### [Exercise]
Reproduce the following lines verbatim.

:::

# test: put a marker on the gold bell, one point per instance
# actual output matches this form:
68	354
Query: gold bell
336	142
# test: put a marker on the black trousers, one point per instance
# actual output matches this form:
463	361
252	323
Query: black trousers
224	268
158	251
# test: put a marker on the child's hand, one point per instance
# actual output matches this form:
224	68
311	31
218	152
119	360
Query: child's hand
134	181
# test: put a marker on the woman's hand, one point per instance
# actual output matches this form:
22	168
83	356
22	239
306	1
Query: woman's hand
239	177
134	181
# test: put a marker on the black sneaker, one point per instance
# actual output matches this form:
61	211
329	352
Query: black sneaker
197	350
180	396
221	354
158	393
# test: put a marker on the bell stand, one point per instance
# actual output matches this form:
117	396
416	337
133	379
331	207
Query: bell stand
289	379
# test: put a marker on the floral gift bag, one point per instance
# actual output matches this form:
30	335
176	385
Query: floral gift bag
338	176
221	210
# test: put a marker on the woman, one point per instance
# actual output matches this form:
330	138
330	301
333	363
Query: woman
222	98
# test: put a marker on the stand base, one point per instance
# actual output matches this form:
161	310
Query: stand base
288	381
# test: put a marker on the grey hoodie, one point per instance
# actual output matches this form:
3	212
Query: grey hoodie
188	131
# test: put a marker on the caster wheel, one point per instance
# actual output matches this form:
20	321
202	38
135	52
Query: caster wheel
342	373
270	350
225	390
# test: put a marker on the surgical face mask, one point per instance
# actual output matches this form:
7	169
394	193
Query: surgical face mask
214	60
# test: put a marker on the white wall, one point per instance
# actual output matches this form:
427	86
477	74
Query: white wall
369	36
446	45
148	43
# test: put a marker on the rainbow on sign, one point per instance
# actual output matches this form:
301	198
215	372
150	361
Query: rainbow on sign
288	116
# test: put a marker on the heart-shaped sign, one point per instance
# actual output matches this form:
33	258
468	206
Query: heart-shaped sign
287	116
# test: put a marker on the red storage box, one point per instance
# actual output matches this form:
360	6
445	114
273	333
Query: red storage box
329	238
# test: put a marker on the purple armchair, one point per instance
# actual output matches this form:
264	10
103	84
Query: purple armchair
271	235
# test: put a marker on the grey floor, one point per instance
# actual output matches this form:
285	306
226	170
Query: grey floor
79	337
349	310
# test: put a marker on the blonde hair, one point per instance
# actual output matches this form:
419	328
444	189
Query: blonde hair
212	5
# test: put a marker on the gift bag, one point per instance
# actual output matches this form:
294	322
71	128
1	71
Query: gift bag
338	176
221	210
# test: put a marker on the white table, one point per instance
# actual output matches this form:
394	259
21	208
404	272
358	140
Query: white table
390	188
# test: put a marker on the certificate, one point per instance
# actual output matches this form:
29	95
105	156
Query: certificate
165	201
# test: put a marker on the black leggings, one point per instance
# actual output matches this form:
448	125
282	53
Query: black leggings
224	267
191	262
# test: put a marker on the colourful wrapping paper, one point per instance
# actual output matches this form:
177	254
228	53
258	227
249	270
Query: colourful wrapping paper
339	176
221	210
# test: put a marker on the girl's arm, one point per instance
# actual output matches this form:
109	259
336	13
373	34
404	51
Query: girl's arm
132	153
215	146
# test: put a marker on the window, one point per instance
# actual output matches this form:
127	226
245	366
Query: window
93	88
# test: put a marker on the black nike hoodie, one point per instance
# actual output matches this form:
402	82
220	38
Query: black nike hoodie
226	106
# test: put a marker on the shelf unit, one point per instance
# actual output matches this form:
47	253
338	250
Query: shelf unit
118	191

:::

### [Solution to this exercise]
# test: put a marker on the gold bell, one point per instance
# actual output matches this form:
68	354
Query: gold bell
336	142
# test: put a marker on the black trousers, one point per instance
# actual output matches this form:
463	361
252	323
Query: black trousers
224	268
158	251
# test: put a marker on the child's hand, one point per instance
# actual output matches this form:
224	68
311	31
218	152
119	360
Query: child's hand
134	181
# test: put a marker on the woman's hand, one point per instance
# actual output matches this form:
22	168
83	356
22	239
306	1
Query: woman's hand
239	177
134	181
# test: put a marker on the black sneaker, one point per instance
# actual output matches this form:
61	211
329	352
Query: black sneaker
197	350
180	396
221	354
158	393
# test: put a marker on the bell stand, one point per instance
# actual output matches this form:
117	396
416	337
133	379
331	207
Query: bell stand
289	379
# test: put a marker on the floral gift bag, one point per instance
# actual output matches this form:
30	335
176	385
Query: floral gift bag
338	176
221	210
# test: put a marker on the woman, one point per instance
# actual output matches this form:
330	138
330	301
333	363
Query: woman
222	98
# test: put a marker on the stand base, one point per instance
# actual output matches this form:
161	310
Query: stand base
288	381
# test: put a marker on the grey hoodie, one point per instance
# actual output matches this form:
3	212
Query: grey hoodie
188	131
# test: put a marker on the caster wheel, one point per instance
# actual output matches this form:
20	321
202	38
135	52
Query: caster wheel
342	373
270	350
225	390
# test: put a marker on the surgical face mask, one point per instance
# actual output matches this form:
7	169
394	193
Query: surgical face mask
214	60
# test: put a marker on the white wall, one point per instance
# actual output matches this form:
427	86
477	74
Query: white wall
369	36
446	45
148	43
# test: put a marker on the rainbow on sign, one point per instance
# actual output matches this form:
301	198
215	372
150	361
Query: rainbow on sign
288	116
# test: put a marker on the heart-shaped sign, one point per instance
# actual output matches this form:
33	258
468	206
Query: heart-shaped sign
287	116
# test: put a marker on the red storage box, one point per instance
# actual output matches this form:
360	6
445	114
273	333
Query: red storage box
329	238
# test: put a marker on the purple armchair, one point per instance
# actual output matches this form:
264	10
103	84
Query: purple armchair
271	235
# test: put a marker on the grey floor, one point per instance
# actual output matches this form:
285	306
226	170
Query: grey floor
79	337
349	310
# test: put a marker on the blonde hair, one point per instance
# actual output matches this form:
419	328
444	189
Query: blonde hair
212	5
# test: put a marker on the gift bag, one point per instance
# actual output matches this form:
294	322
71	128
1	71
Query: gift bag
338	176
221	210
# test: put a marker on the white table, one point per instance
# actual output matches this form:
394	259
21	208
404	272
358	140
Query: white table
390	188
# test: put a marker on the certificate, one point per instance
# actual output matches this form:
29	95
105	156
Query: certificate
165	201
# test: put a marker on the black leggings, one point per instance
# actual output matches this form:
448	125
282	53
Query: black leggings
224	267
191	262
# test: put a marker on the colourful wrapping paper, one point per instance
# actual output matches this form:
177	254
228	53
258	227
249	270
Query: colourful wrapping paper
339	176
221	210
# test: put a marker on the girl's arm, one point per instance
# actual output matches this form:
109	259
336	13
373	34
404	51
Query: girl's arm
132	153
215	146
# test: put a marker on the window, one point per instance
# actual output matches this form:
127	226
245	366
Query: window
93	88
# test: put a marker on the black nike hoodie, one point per instance
# actual output matches this form:
402	82
220	38
Query: black nike hoodie
226	106
# test: put a marker on the shelf unit, one point per instance
# actual output matches this form:
47	253
338	250
Query: shelf unit
118	191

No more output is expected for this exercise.